Task brief | The answer must be an exact copy of the entries below, with no images in it.

Supplied entries |
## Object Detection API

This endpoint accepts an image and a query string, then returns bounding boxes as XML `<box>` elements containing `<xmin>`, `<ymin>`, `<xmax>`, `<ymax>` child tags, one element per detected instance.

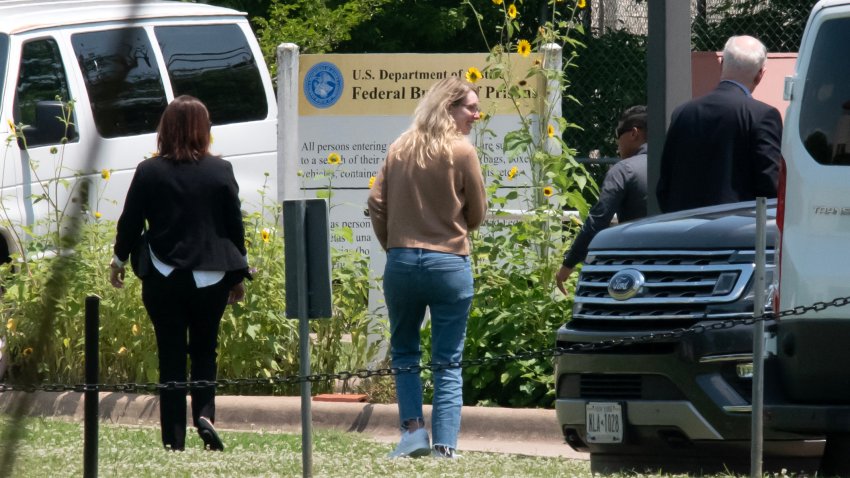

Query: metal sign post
<box><xmin>283</xmin><ymin>199</ymin><xmax>332</xmax><ymax>478</ymax></box>
<box><xmin>751</xmin><ymin>197</ymin><xmax>767</xmax><ymax>478</ymax></box>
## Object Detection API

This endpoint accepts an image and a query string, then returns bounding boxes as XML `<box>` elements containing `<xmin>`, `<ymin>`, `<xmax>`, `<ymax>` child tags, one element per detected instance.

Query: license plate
<box><xmin>586</xmin><ymin>402</ymin><xmax>623</xmax><ymax>443</ymax></box>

Written response |
## Object Detection API

This endpoint accepts an image and a query string, then returns bounding boxes as XML `<box>` elements containing `<xmin>`, `<ymin>`, `<xmax>`, `<ymax>` child tags, one element per detected instance.


Query: metal sign post
<box><xmin>283</xmin><ymin>199</ymin><xmax>332</xmax><ymax>478</ymax></box>
<box><xmin>751</xmin><ymin>197</ymin><xmax>767</xmax><ymax>478</ymax></box>
## Object Detection API

This endpoint accepts an image and a query string, then returns bounding boxes as XML `<box>` elements containing `<xmin>`, `<ymin>`, `<xmax>`, `<ymax>` child tags, one element per detected instance.

Query: license plate
<box><xmin>586</xmin><ymin>402</ymin><xmax>623</xmax><ymax>443</ymax></box>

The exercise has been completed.